• WERKOPDRACHT A:
Noem alle soorten locaties waar volgens het tekstfragment over de staking in Pointe-Noire de hongerstaking wordt voortgezet.
• WERKOPDRACHT B:
Licht op basis van het tekstfragment over de staking in Pointe-Noire in één tot drie zinnen toe wat de arbeiders eisen en tot wanneer zij volgens vakbondsleider Jean Claude Tchibinda willen doorgaan.
• WERKOPDRACHT C:
Geef voor elk van de volgende beweringen aan of deze overeenkomt met het tekstfragment over de staking in Pointe-Noire. Antwoord met ja of nee en citeer de woorden uit het fragment die de doorslag geven. (i) De tweede fase van de staking begint op 29 juni. (ii) In de tweede fase wordt de hongerstaking in de raffinaderijen beëindigd. (iii) Volgens Tchibinda zijn de lonen sinds 2019 niet meer verhoogd.

• TEKSTFRAGMENT:
---

In een tweede fase van de staking, die op 29 juni begint, zal het werk in alle kantoren en industriële bases in Pointe-Noire worden stilgelegd, terwijl de hongerstaking wordt voortgezet in raffinaderijen, olieterminals, onshore en offshore bases, aldus de verklaring van 22 juni die op vrijdag door Reuters werd ingezien.

De arbeiders vragen dat hun lonen aan de inflatie worden aangepast en dat de werknemers van bedrijven die tijdens de pandemie moesten sluiten een vergoeding krijgen, vertelde vakbondsleider Jean Claude Tchibinda aan Reuters.

"Ons doel is door te gaan tot onze eisen ingewilligd zijn," zei hij, en hij beweerde dat de lonen sinds 2019 niet meer verhoogd waren.

---

Opgeslagen items:
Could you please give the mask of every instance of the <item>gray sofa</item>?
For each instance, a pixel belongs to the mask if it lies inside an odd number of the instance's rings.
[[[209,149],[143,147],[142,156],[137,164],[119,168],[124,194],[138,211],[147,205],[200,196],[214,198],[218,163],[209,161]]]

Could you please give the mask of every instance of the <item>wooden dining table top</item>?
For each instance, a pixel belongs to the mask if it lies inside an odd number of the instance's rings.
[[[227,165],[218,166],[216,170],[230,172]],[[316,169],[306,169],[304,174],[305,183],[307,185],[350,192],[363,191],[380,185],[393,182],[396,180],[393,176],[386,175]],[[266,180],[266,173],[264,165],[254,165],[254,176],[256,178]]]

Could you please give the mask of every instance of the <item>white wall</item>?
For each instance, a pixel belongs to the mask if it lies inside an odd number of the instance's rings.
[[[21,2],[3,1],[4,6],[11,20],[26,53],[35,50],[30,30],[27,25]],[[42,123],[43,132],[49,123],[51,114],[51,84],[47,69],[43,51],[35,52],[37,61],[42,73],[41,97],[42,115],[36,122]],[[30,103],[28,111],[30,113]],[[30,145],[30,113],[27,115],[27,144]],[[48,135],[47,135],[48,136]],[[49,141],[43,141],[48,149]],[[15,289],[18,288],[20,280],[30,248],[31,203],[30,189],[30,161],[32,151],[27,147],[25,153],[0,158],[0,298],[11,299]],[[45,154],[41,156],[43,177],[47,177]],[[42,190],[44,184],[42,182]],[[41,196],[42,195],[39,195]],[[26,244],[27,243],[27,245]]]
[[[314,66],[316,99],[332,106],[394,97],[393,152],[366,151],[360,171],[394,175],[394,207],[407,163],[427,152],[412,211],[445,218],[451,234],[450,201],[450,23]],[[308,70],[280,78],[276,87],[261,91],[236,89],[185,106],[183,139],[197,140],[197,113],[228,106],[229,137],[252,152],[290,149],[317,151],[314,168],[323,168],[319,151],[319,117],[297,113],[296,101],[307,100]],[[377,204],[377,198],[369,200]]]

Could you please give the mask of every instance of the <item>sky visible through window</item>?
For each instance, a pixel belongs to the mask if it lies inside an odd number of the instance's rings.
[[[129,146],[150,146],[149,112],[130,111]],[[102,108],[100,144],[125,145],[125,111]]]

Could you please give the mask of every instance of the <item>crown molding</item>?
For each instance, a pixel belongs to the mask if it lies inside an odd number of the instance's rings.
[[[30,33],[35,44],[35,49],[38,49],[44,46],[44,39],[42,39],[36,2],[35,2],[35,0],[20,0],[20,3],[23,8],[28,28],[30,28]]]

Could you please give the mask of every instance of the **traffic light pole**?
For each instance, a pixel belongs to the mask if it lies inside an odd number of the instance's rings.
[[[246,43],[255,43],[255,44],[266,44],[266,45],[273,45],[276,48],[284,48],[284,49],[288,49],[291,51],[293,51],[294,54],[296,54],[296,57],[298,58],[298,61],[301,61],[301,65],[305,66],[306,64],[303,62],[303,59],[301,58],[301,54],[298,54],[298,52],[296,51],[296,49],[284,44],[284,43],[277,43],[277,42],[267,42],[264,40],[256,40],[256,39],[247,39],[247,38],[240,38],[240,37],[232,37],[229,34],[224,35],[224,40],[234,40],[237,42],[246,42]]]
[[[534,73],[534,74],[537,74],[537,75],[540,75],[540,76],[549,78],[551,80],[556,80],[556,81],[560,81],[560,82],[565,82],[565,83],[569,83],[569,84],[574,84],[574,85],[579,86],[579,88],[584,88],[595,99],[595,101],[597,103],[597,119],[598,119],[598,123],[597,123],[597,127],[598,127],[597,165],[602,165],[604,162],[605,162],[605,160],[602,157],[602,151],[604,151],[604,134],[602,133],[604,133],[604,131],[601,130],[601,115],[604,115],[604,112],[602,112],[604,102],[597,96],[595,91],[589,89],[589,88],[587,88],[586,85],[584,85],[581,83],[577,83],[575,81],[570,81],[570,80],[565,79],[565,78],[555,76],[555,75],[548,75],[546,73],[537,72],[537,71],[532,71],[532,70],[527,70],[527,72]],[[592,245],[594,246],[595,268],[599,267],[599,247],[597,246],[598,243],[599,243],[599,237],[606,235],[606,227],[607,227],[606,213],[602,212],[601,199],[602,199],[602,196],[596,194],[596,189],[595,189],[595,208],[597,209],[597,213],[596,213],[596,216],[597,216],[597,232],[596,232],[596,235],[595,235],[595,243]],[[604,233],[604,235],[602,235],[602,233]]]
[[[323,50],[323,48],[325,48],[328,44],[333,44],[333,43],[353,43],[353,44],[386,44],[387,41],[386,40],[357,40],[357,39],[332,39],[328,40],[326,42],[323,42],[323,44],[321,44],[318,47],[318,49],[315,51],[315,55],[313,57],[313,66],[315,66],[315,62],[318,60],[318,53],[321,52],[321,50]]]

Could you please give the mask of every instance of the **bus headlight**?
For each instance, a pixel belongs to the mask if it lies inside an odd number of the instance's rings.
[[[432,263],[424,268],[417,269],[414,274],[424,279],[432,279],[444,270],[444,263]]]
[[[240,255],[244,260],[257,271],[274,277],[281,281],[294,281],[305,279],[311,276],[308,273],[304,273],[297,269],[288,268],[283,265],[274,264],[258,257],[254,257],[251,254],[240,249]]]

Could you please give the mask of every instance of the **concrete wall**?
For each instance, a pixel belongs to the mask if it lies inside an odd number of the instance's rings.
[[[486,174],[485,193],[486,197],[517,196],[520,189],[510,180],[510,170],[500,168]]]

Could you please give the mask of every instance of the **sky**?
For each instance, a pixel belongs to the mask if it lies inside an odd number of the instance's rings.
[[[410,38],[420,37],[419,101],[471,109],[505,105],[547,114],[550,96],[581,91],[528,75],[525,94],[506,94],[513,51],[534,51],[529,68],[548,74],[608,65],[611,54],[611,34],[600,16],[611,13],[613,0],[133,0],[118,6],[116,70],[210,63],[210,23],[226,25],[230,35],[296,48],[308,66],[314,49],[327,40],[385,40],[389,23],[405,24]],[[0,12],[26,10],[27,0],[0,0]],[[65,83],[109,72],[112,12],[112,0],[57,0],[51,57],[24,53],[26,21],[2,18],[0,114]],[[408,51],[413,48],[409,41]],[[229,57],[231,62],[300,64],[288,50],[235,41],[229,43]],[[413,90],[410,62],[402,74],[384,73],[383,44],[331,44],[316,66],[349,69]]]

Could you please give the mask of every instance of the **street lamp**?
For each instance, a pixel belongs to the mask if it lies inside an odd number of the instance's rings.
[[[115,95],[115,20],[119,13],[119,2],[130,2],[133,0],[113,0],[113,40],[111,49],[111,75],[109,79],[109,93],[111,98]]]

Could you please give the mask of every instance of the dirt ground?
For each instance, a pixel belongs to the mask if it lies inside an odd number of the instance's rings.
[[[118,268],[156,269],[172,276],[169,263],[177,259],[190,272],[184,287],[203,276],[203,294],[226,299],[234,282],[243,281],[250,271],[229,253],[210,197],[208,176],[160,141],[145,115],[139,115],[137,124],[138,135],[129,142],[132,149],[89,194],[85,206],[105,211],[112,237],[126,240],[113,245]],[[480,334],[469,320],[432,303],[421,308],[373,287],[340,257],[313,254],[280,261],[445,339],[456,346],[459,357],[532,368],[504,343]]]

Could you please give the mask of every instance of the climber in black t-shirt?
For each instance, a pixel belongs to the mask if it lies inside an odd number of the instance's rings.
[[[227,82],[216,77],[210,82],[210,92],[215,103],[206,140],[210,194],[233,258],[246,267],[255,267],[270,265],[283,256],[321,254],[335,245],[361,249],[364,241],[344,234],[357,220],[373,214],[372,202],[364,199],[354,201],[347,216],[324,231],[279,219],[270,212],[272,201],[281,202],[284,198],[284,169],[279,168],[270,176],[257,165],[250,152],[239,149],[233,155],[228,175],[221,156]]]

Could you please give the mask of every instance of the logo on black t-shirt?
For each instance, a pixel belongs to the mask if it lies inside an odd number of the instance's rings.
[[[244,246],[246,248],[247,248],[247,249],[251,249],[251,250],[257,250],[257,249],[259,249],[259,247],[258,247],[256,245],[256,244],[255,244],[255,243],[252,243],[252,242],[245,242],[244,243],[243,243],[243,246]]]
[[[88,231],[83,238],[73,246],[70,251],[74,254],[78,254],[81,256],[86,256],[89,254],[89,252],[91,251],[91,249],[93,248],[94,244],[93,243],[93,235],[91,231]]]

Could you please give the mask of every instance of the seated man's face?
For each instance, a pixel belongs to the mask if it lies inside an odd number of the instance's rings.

---

• UITWERKING A:
raffinaderijen, olieterminals, onshore bases, offshore bases

• UITWERKING B:
De arbeiders eisen dat hun lonen aan de inflatie worden aangepast en dat werknemers van bedrijven die tijdens de pandemie moesten sluiten een vergoeding krijgen. Volgens Tchibinda willen zij doorgaan tot hun eisen zijn ingewilligd.

• UITWERKING C:
(i) Ja: "die op 29 juni begint"
(ii) Nee: "terwijl de hongerstaking wordt voortgezet in raffinaderijen"
(iii) Ja: "dat de lonen sinds 2019 niet meer verhoogd waren"